BEGIN Information

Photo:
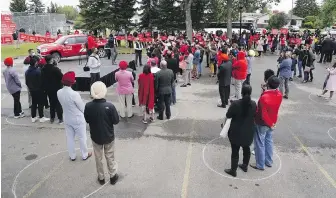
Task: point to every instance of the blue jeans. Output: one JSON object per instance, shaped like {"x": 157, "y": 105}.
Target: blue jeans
{"x": 263, "y": 146}
{"x": 300, "y": 67}
{"x": 173, "y": 95}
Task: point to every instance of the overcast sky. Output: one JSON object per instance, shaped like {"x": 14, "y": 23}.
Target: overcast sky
{"x": 284, "y": 5}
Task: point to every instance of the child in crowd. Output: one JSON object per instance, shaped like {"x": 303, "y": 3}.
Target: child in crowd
{"x": 280, "y": 59}
{"x": 293, "y": 69}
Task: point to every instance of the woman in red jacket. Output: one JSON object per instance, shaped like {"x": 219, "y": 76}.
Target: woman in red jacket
{"x": 146, "y": 93}
{"x": 239, "y": 73}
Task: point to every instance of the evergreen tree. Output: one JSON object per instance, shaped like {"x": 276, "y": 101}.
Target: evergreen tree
{"x": 96, "y": 14}
{"x": 36, "y": 6}
{"x": 149, "y": 13}
{"x": 18, "y": 6}
{"x": 123, "y": 12}
{"x": 305, "y": 8}
{"x": 171, "y": 16}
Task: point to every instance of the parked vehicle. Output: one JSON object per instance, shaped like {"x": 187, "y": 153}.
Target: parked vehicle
{"x": 69, "y": 46}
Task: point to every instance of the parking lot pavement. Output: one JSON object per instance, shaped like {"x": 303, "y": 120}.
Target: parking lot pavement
{"x": 182, "y": 157}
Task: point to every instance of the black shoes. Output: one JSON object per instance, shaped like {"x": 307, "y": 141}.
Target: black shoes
{"x": 231, "y": 172}
{"x": 243, "y": 167}
{"x": 255, "y": 167}
{"x": 221, "y": 106}
{"x": 114, "y": 179}
{"x": 101, "y": 182}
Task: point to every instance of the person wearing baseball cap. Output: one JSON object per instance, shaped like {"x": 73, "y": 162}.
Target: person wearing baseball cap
{"x": 13, "y": 85}
{"x": 73, "y": 114}
{"x": 265, "y": 120}
{"x": 101, "y": 117}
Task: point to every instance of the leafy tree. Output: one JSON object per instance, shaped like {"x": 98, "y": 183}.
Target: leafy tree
{"x": 305, "y": 8}
{"x": 170, "y": 15}
{"x": 123, "y": 12}
{"x": 149, "y": 13}
{"x": 277, "y": 20}
{"x": 79, "y": 24}
{"x": 96, "y": 14}
{"x": 70, "y": 12}
{"x": 36, "y": 6}
{"x": 18, "y": 6}
{"x": 328, "y": 13}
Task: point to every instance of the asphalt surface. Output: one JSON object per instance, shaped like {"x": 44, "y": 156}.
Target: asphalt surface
{"x": 182, "y": 157}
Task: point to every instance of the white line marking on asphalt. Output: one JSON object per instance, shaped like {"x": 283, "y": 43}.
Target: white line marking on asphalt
{"x": 330, "y": 134}
{"x": 229, "y": 177}
{"x": 34, "y": 162}
{"x": 309, "y": 97}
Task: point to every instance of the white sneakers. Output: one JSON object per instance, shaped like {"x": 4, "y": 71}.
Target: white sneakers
{"x": 44, "y": 119}
{"x": 21, "y": 115}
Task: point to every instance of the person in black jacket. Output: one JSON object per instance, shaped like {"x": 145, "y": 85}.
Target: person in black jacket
{"x": 52, "y": 82}
{"x": 173, "y": 64}
{"x": 224, "y": 80}
{"x": 241, "y": 131}
{"x": 34, "y": 84}
{"x": 101, "y": 116}
{"x": 327, "y": 50}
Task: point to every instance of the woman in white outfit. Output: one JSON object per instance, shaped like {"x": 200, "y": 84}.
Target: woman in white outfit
{"x": 330, "y": 82}
{"x": 73, "y": 114}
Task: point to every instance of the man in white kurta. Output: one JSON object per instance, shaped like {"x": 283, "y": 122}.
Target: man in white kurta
{"x": 73, "y": 114}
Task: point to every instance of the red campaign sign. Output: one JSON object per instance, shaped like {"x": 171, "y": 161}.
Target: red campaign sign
{"x": 6, "y": 17}
{"x": 23, "y": 36}
{"x": 50, "y": 40}
{"x": 6, "y": 39}
{"x": 274, "y": 31}
{"x": 32, "y": 38}
{"x": 142, "y": 39}
{"x": 284, "y": 30}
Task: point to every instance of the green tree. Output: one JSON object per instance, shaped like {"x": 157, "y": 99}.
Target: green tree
{"x": 277, "y": 20}
{"x": 36, "y": 6}
{"x": 95, "y": 14}
{"x": 70, "y": 12}
{"x": 170, "y": 15}
{"x": 18, "y": 6}
{"x": 123, "y": 12}
{"x": 328, "y": 13}
{"x": 305, "y": 8}
{"x": 148, "y": 13}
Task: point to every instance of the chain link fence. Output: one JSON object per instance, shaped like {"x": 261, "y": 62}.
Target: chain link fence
{"x": 40, "y": 22}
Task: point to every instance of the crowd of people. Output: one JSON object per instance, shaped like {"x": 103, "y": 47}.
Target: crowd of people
{"x": 230, "y": 60}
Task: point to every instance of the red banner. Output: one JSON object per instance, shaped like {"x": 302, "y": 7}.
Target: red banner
{"x": 274, "y": 31}
{"x": 6, "y": 17}
{"x": 41, "y": 39}
{"x": 6, "y": 39}
{"x": 298, "y": 41}
{"x": 31, "y": 38}
{"x": 23, "y": 36}
{"x": 283, "y": 30}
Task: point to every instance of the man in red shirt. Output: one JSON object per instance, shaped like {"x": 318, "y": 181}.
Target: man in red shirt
{"x": 91, "y": 43}
{"x": 266, "y": 119}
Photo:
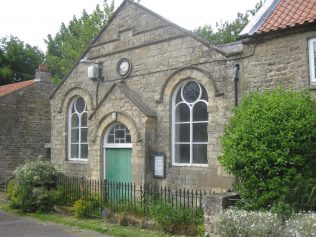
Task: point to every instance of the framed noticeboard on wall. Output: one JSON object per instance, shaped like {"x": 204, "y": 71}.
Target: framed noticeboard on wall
{"x": 159, "y": 165}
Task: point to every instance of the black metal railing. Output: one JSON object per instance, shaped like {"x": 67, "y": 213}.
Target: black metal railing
{"x": 102, "y": 195}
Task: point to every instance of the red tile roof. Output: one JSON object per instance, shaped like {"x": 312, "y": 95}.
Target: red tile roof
{"x": 7, "y": 89}
{"x": 289, "y": 13}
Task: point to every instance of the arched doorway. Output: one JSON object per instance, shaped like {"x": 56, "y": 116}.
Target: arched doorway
{"x": 117, "y": 148}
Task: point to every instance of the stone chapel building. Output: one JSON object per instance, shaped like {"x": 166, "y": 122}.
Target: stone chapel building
{"x": 148, "y": 100}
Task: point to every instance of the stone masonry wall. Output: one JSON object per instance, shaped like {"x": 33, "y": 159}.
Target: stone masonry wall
{"x": 25, "y": 126}
{"x": 162, "y": 56}
{"x": 281, "y": 61}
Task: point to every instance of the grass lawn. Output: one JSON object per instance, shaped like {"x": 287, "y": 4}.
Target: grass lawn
{"x": 97, "y": 225}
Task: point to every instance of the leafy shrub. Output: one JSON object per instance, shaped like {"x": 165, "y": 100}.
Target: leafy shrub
{"x": 34, "y": 187}
{"x": 269, "y": 144}
{"x": 237, "y": 223}
{"x": 180, "y": 221}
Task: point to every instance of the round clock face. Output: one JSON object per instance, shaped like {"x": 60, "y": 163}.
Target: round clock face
{"x": 124, "y": 67}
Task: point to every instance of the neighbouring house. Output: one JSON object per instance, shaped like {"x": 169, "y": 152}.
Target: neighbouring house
{"x": 24, "y": 121}
{"x": 148, "y": 100}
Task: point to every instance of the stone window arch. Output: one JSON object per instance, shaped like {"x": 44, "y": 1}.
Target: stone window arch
{"x": 77, "y": 129}
{"x": 189, "y": 124}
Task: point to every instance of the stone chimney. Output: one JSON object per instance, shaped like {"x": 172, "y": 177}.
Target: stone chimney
{"x": 43, "y": 74}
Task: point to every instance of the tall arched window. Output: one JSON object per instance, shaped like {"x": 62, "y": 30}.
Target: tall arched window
{"x": 189, "y": 124}
{"x": 78, "y": 130}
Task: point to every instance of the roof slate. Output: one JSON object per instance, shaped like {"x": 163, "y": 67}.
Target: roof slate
{"x": 7, "y": 89}
{"x": 289, "y": 13}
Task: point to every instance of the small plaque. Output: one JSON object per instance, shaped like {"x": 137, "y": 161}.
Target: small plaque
{"x": 159, "y": 166}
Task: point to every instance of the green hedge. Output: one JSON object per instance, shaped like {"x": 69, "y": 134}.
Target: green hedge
{"x": 269, "y": 144}
{"x": 34, "y": 187}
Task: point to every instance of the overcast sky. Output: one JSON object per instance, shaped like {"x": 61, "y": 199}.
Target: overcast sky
{"x": 32, "y": 20}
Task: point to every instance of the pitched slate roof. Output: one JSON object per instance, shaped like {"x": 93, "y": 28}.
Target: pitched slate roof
{"x": 203, "y": 41}
{"x": 7, "y": 89}
{"x": 281, "y": 14}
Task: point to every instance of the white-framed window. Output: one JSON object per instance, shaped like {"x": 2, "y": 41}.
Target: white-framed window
{"x": 189, "y": 125}
{"x": 312, "y": 60}
{"x": 78, "y": 130}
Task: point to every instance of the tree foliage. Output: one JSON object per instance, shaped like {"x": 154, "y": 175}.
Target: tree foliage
{"x": 65, "y": 48}
{"x": 228, "y": 31}
{"x": 18, "y": 60}
{"x": 269, "y": 144}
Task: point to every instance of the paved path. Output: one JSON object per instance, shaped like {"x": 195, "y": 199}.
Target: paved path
{"x": 16, "y": 226}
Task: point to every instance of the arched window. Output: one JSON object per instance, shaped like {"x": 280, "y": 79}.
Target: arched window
{"x": 189, "y": 124}
{"x": 78, "y": 130}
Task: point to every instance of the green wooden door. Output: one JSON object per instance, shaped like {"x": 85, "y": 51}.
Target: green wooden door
{"x": 118, "y": 164}
{"x": 118, "y": 172}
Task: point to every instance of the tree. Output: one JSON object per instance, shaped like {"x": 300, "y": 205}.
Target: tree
{"x": 228, "y": 31}
{"x": 18, "y": 61}
{"x": 269, "y": 144}
{"x": 65, "y": 48}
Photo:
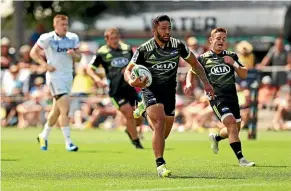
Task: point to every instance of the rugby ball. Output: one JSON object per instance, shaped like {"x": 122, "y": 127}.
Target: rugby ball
{"x": 140, "y": 71}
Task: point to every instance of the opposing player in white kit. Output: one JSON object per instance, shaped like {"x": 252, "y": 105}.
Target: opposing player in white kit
{"x": 61, "y": 49}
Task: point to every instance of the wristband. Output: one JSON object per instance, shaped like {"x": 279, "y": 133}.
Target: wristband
{"x": 236, "y": 65}
{"x": 193, "y": 71}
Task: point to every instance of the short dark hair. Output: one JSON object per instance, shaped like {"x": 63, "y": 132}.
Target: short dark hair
{"x": 217, "y": 30}
{"x": 160, "y": 18}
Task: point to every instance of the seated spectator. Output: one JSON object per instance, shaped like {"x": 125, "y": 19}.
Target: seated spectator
{"x": 7, "y": 58}
{"x": 266, "y": 93}
{"x": 194, "y": 46}
{"x": 282, "y": 119}
{"x": 243, "y": 94}
{"x": 245, "y": 53}
{"x": 278, "y": 56}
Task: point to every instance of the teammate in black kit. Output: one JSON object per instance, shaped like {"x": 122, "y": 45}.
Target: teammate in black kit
{"x": 220, "y": 66}
{"x": 114, "y": 57}
{"x": 161, "y": 56}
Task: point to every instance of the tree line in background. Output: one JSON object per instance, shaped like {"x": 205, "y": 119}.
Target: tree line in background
{"x": 85, "y": 11}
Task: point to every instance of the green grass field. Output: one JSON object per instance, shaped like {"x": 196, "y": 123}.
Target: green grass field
{"x": 106, "y": 161}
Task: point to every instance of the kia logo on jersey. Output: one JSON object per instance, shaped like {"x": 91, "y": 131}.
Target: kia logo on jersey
{"x": 165, "y": 65}
{"x": 220, "y": 69}
{"x": 62, "y": 49}
{"x": 119, "y": 62}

END Information

* _About this exercise_
Beginning with the line that contains "Task: point to every instance of the short" and ending with the last line of the data above, return those lines exactly and nothing else.

* _Answer box_
Task: point to every instance of the short dark hair. Output: one JSON object per instance, shaped like {"x": 63, "y": 132}.
Target: short dark hair
{"x": 217, "y": 30}
{"x": 160, "y": 18}
Task: point to every instance of the seated spectator. Output: one JSON object per instance, shaped like {"x": 125, "y": 19}.
Target: seated spectator
{"x": 7, "y": 58}
{"x": 266, "y": 93}
{"x": 194, "y": 46}
{"x": 282, "y": 119}
{"x": 243, "y": 94}
{"x": 245, "y": 53}
{"x": 278, "y": 56}
Task: point to every instance of the teammate in black kit. Output: one JSON object per instance, shaped like {"x": 122, "y": 45}.
Target: teammate in black kit
{"x": 220, "y": 66}
{"x": 114, "y": 57}
{"x": 161, "y": 56}
Task: point to every instance of the tree line in background. Output: one JSON object per instance, shaped like {"x": 205, "y": 119}.
Target: tree line in background
{"x": 85, "y": 11}
Task: point to every instance of the green grass field. Output: one JSON object per instance, shaped like {"x": 196, "y": 123}.
Target: green grass field
{"x": 106, "y": 161}
Task: point to every instance of the kia logo on jersey. Output: one JSON object per instance, shaped like {"x": 91, "y": 131}.
Target: kia logo on jersey
{"x": 165, "y": 65}
{"x": 220, "y": 69}
{"x": 62, "y": 49}
{"x": 119, "y": 62}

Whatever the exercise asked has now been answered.